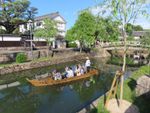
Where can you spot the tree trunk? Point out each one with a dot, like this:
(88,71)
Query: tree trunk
(124,62)
(81,47)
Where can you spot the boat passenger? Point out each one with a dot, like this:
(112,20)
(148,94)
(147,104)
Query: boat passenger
(53,74)
(66,72)
(82,70)
(70,73)
(87,64)
(78,70)
(58,76)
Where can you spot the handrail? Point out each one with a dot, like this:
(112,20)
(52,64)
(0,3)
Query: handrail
(121,43)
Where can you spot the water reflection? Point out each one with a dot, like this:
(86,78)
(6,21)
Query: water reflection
(56,99)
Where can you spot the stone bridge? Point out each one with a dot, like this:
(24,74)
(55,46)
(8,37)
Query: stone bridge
(135,45)
(133,48)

:::::

AIM OF THE TASK: Find the string "Point" in the listing and copy every line in which it occurs.

ANSWER FOR THIS EXERCISE:
Where can you spot the tree trunk? Point out each one with a dot, like this:
Where can you spot the boat passenger? Point out each one with a dot, like this:
Where can you spot the handrail? Point out each one with a dot, like this:
Where can you spot the water reflection? Point out each one with a dot, like this:
Where can you spot the stone bridge? Point out each one with a dot, like this:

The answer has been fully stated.